[Records taken from a data source]
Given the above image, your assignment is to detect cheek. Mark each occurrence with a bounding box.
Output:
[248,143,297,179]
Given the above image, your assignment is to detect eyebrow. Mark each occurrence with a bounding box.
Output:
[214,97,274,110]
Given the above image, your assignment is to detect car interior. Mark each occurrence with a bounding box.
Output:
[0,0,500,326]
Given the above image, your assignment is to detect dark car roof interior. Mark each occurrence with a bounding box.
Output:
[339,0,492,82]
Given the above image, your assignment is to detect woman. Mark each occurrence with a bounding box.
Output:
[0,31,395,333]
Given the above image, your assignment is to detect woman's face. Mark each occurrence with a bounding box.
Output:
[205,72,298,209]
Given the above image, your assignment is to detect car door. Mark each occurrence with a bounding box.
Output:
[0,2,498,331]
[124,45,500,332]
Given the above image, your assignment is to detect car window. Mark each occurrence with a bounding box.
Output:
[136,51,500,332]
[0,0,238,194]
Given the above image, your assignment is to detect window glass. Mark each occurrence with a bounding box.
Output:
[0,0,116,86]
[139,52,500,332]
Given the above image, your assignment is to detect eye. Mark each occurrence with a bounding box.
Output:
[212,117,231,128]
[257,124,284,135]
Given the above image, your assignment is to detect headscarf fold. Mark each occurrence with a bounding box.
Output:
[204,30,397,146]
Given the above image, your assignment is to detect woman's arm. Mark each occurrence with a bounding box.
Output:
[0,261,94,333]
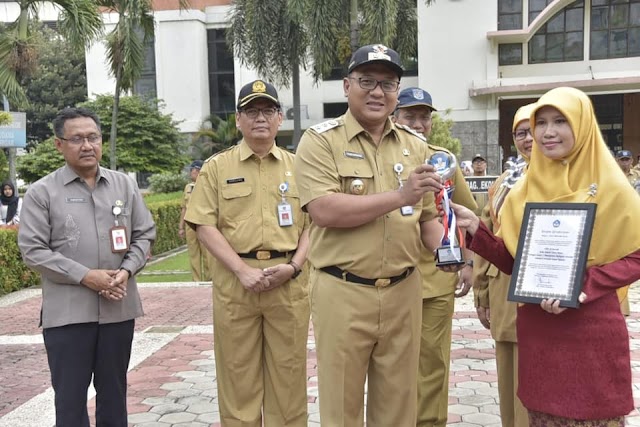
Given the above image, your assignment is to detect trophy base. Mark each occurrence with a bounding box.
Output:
[436,246,464,267]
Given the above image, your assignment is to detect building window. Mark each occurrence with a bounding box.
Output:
[589,0,640,59]
[529,0,584,64]
[133,32,158,98]
[498,43,522,65]
[322,102,349,118]
[498,0,522,30]
[498,0,522,65]
[207,29,236,119]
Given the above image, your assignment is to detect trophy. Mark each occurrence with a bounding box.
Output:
[427,151,464,267]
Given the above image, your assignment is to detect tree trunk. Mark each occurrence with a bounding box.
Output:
[109,65,122,171]
[291,59,302,151]
[349,0,360,54]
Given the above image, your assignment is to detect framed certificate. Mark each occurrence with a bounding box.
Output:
[508,203,597,308]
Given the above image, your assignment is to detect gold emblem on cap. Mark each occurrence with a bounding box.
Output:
[251,80,267,93]
[351,179,364,196]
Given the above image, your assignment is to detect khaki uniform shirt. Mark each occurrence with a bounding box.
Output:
[473,172,517,342]
[182,182,196,208]
[295,111,437,278]
[626,168,640,188]
[185,140,308,253]
[419,144,478,298]
[18,166,156,328]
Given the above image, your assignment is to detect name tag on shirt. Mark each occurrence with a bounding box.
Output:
[64,197,87,203]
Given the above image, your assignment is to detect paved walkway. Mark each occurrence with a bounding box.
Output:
[0,283,640,427]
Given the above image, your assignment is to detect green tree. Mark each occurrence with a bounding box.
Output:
[0,150,9,182]
[81,95,189,173]
[22,25,87,148]
[193,114,242,159]
[16,137,64,183]
[97,0,188,170]
[429,110,462,157]
[0,0,102,106]
[228,0,434,146]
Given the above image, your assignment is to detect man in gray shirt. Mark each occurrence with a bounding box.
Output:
[18,108,156,427]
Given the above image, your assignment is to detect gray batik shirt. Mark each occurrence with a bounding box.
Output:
[18,166,156,328]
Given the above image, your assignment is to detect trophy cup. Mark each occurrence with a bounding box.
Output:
[427,151,465,267]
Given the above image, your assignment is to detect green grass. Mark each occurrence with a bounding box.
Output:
[144,251,190,271]
[136,251,193,283]
[144,191,182,204]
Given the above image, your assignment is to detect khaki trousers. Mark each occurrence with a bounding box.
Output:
[213,259,309,427]
[496,341,529,427]
[311,269,422,427]
[184,227,211,282]
[416,293,454,427]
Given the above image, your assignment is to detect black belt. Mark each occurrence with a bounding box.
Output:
[238,251,293,261]
[320,265,414,288]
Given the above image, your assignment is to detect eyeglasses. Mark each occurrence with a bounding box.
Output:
[240,107,279,120]
[58,133,102,145]
[513,129,533,141]
[349,77,400,92]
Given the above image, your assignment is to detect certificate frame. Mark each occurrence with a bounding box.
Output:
[507,203,597,308]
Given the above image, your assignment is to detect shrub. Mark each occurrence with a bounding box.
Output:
[147,199,184,255]
[0,228,40,295]
[149,172,189,193]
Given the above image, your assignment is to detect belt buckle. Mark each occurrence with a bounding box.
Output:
[375,279,391,288]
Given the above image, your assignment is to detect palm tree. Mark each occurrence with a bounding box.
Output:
[97,0,189,170]
[193,114,241,159]
[0,0,103,181]
[0,0,103,105]
[228,0,435,150]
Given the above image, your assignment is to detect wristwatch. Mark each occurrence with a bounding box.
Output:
[287,261,302,279]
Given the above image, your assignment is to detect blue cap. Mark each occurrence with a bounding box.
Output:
[396,87,438,111]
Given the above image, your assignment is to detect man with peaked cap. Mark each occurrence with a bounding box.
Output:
[393,87,477,427]
[295,44,442,427]
[473,103,536,427]
[185,80,309,427]
[471,154,489,215]
[178,160,211,282]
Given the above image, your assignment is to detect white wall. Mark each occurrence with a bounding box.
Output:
[418,0,498,121]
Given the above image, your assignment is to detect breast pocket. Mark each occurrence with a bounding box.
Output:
[336,159,375,196]
[220,184,255,222]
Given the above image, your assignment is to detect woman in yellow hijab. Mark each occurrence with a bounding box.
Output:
[454,88,640,427]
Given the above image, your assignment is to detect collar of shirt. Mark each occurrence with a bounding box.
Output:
[62,165,109,185]
[342,110,398,142]
[238,139,282,161]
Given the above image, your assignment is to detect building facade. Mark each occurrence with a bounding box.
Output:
[418,0,640,173]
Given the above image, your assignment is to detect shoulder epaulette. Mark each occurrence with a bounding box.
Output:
[427,144,452,154]
[311,119,343,133]
[204,144,236,163]
[396,123,427,142]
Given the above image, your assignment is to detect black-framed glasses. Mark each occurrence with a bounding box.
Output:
[240,107,279,120]
[513,129,533,141]
[58,133,102,145]
[349,77,400,92]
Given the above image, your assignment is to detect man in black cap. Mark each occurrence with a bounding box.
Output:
[185,80,309,427]
[471,154,489,215]
[295,44,442,427]
[393,87,477,427]
[178,160,211,282]
[616,150,640,187]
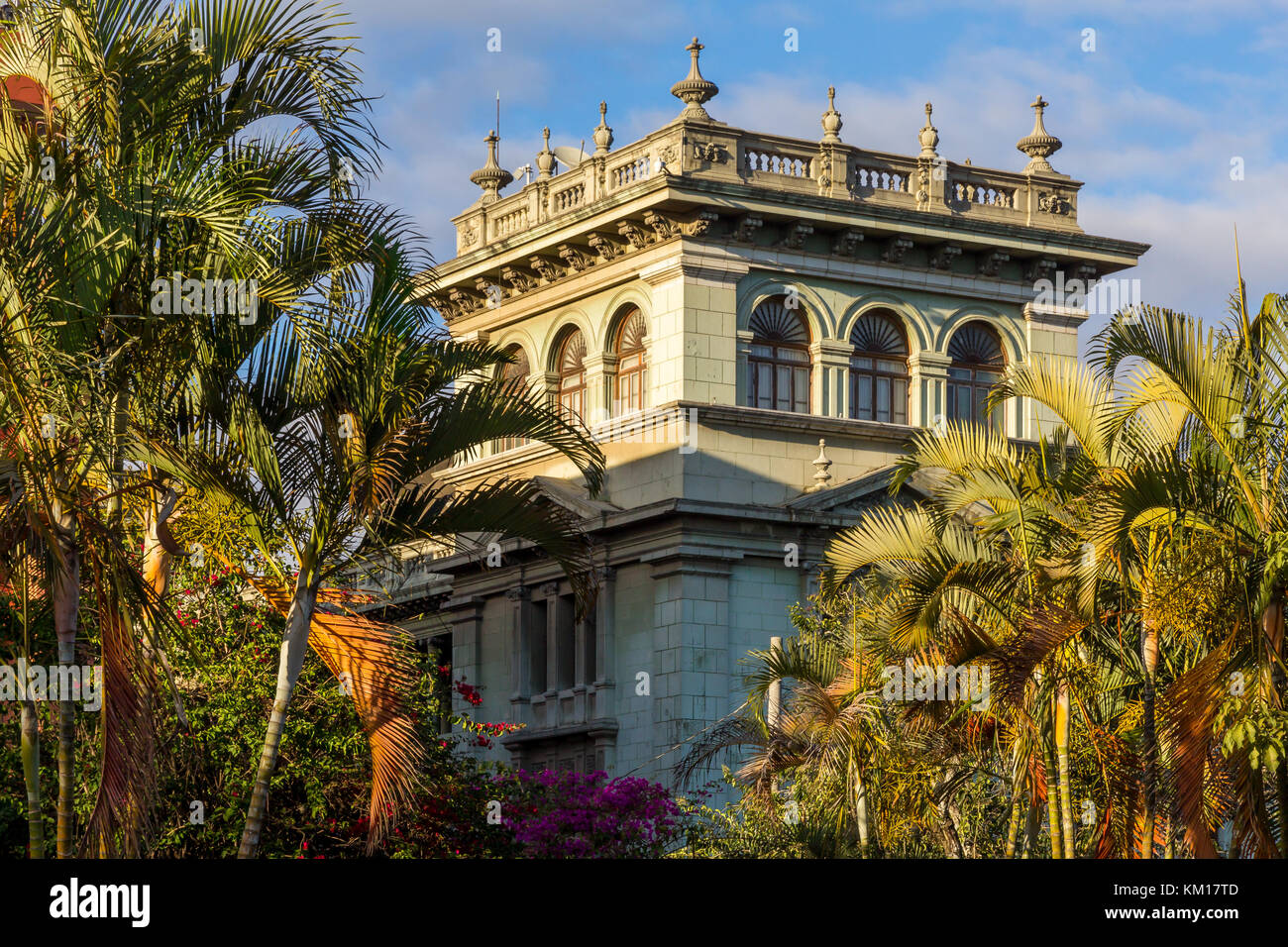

### Direction
Please format the whole listing above as a numbered list, skipping blank lines and leaving out the pictures.

### Response below
1. Given the above image, your assignment is to detect cheek. Mark each occurrence with a bounding box.
2. Output:
3. [248,143,297,179]
4. Given the above image, your assignment is to detect eyebrow. Mark each occurrence with a bounding box.
5. Output:
6. [214,97,274,110]
7. Given the above image, your assignment is to detect car interior. Mark each occurrence with a bounding box.
8. Output:
9. [0,0,500,326]
10. Given the above image, your assignment is to detect dark car roof interior. Mark each occurrence with a bounding box.
11. Output:
12. [339,0,492,82]
13. Given the above image, your assignment is to detect woman. Mark each occurrence with a bounding box.
14. Output:
15. [0,31,395,333]
16. Given the above image, your assignment is to detect woman's face. Mark each occurrence with a bounding box.
17. Output:
18. [205,72,298,209]
19. Given the above image, your assignment is to detect car door. Mark each occurrence with a bounding box.
20. Output:
21. [0,2,498,331]
22. [124,45,500,332]
23. Given the above image, your assignment is to detect car window. Mark each occurrence with a bounding box.
24. Output:
25. [136,51,500,332]
26. [0,0,238,194]
27. Given the above image, your assignment is to detect window glass. Mark each occurrence with a bounding box.
28. Output:
29. [0,0,116,86]
30. [139,52,500,332]
31. Given the above image, your assignment is to detect eye. Mark each occurrence with a bounding box.
32. Output:
33. [212,117,231,128]
34. [257,124,284,135]
35. Given the above image, your assignment is to detect headscarf fold. Mark each occurrence with a bounding box.
36. Output:
37. [204,30,397,146]
38. Given the above image, your assignment is to detect woman's arm. Mark each occurrence with a bounding box.
39. Output:
40. [0,261,94,333]
41. Given the above image, your assignment is to detect trophy base. Mark each occurrence with a bounding box.
42. Output:
43. [436,246,464,267]
44. Given the above image, your assignment is to detect building window. Mark each occurrence with a bounding box.
45. Output:
46. [589,0,640,59]
47. [529,0,584,64]
48. [133,32,158,98]
49. [498,43,522,65]
50. [322,102,349,118]
51. [498,0,522,30]
52. [498,0,522,65]
53. [207,29,236,119]
54. Given the above image, your assignment is to detect trophy. Mark each occurrence with a bounding box.
55. Output:
56. [427,151,464,267]
57. Given the above image, your assignment is to detect tree trunk. Mark each occurrence with a bounding box.
58. Output:
59. [109,65,122,171]
60. [291,59,302,151]
61. [349,0,360,54]
62. Given the above image, your assignment is to detect framed certificate. Mark each occurrence with a bounding box.
63. Output:
64. [508,203,597,308]
65. Given the above image, your assignment is to detect gold emblem on cap. Mark each occurrence with a bounding box.
66. Output:
67. [251,80,267,93]
68. [351,179,364,196]
69. Given the above image, your assignment is to detect khaki uniform shirt. Mark each occurrence with a bounding box.
70. Output:
71. [473,172,517,342]
72. [182,182,196,208]
73. [295,111,437,278]
74. [626,168,640,188]
75. [185,140,308,253]
76. [419,144,478,298]
77. [18,166,156,328]
78. Given the above image, your assignment is to detect name tag on shirt. Mark each occurrence with a bounding box.
79. Output:
80. [64,197,87,203]
81. Given the above image, your assignment is to detect paved walkway. Mark each occurrence with a bounding box.
82. Output:
83. [0,283,640,427]
84. Given the above image, your assignment is to detect green tree. Mark each occurrence with a bounding box.
85. Output:
86. [0,150,9,182]
87. [81,95,189,173]
88. [22,25,87,148]
89. [193,114,242,159]
90. [16,137,64,183]
91. [97,0,188,170]
92. [429,110,462,157]
93. [0,0,102,106]
94. [228,0,434,146]
95. Given the above image, your assignment is to detect man in gray shirt. Mark each occurrence with a bounding box.
96. Output:
97. [18,108,156,427]
98. Given the above image, your assignment is to detect gray batik shirt. Mark each occurrence with a bounding box.
99. Output:
100. [18,166,156,328]
101. Given the above image, your assignment is to detect trophy cup. Mark each occurrence with a bounding box.
102. Output:
103. [427,151,465,267]
104. Given the above image, your assignment is to detect green grass. Mark each occurrence with a bounding box.
105. Output:
106. [144,251,190,271]
107. [136,251,193,283]
108. [144,191,182,204]
109. Given the above image, your assignment is to detect khaki trousers. Mark each occurrence with a bounding box.
110. Output:
111. [213,259,309,427]
112. [496,341,529,427]
113. [311,269,422,427]
114. [184,227,211,282]
115. [416,293,454,427]
116. Given the above image, your assignment is to detect black belt. Mark each occurrence with a bounding box.
117. Output:
118. [238,251,293,261]
119. [320,265,414,288]
120. Given the above image, your assignment is to detect eyeglasses. Mark each occurrence with a bounding box.
121. Output:
122. [240,107,279,120]
123. [58,133,102,145]
124. [513,129,533,141]
125. [349,77,400,92]
126. Given the above image, your assignment is to detect certificate frame. Mark each occurrence with a bounding box.
127. Output:
128. [507,203,597,308]
129. Given the above image, your assignment is to detect shrub. Mark each occurrence with a bounding box.
130. Output:
131. [147,199,184,255]
132. [0,228,40,295]
133. [149,172,189,193]
134. Given the above image, your assignment is to detect belt buckle. Mark each occurrence with a bounding box.
135. Output:
136. [375,279,391,288]
137. Given the above image, your assignment is to detect palm tree. Mark each occurrence with a bounding box.
138. Output:
139. [97,0,189,170]
140. [193,114,241,159]
141. [0,0,103,181]
142. [0,0,103,105]
143. [228,0,435,150]
144. Given the above image, your assignment is to detect wristwatch. Mark each occurrence with a bounding box.
145. Output:
146. [287,261,302,279]
147. Given the above image, your assignment is to detect blue cap. Mark each occurrence with a bounding box.
148. Output:
149. [396,87,438,111]
150. Given the above image, your assignment is to detect man with peaked cap. Mark each occurrence with a bounding box.
151. Output:
152. [393,87,477,427]
153. [295,44,442,427]
154. [473,103,536,427]
155. [185,80,309,427]
156. [471,154,489,215]
157. [178,160,211,282]
158. Given the above image, your assignment is to detect white wall. Mark each occurrence with a bounding box.
159. Output:
160. [418,0,498,121]
161. Given the above image, your assignment is to detect breast pocket. Mark each occurrence with a bounding box.
162. Output:
163. [336,159,375,196]
164. [220,184,255,222]
165. Given the above image, your assignment is to detect woman in yellow hijab. Mark each occurrence with a bounding box.
166. Output:
167. [454,88,640,427]
168. Given the above image, your assignment is to detect collar of shirt. Mark each occurrence with a bounding box.
169. Output:
170. [62,165,109,185]
171. [342,110,398,142]
172. [238,139,282,161]
173. Given the above image, your assignment is to detect building facade. Mark each occurrence with a bounding box.
174. Output:
175. [418,0,640,173]
176. Given the above image, your assignment is to detect shoulder epaulette. Mark each occurrence with a bounding box.
177. Output:
178. [427,144,452,154]
179. [311,119,343,133]
180. [204,144,236,163]
181. [396,123,427,142]
182. Given the above image, your assignment is to detect black-framed glasses. Mark each occurrence with a bounding box.
183. Output:
184. [240,107,279,120]
185. [513,129,533,141]
186. [58,133,102,145]
187. [349,77,400,92]
188. Given the above image, your assignment is to detect man in black cap. Mark each occurrence with a bounding box.
189. Output:
190. [185,80,309,427]
191. [471,154,489,215]
192. [295,44,442,427]
193. [393,87,477,427]
194. [178,160,211,282]
195. [616,150,640,187]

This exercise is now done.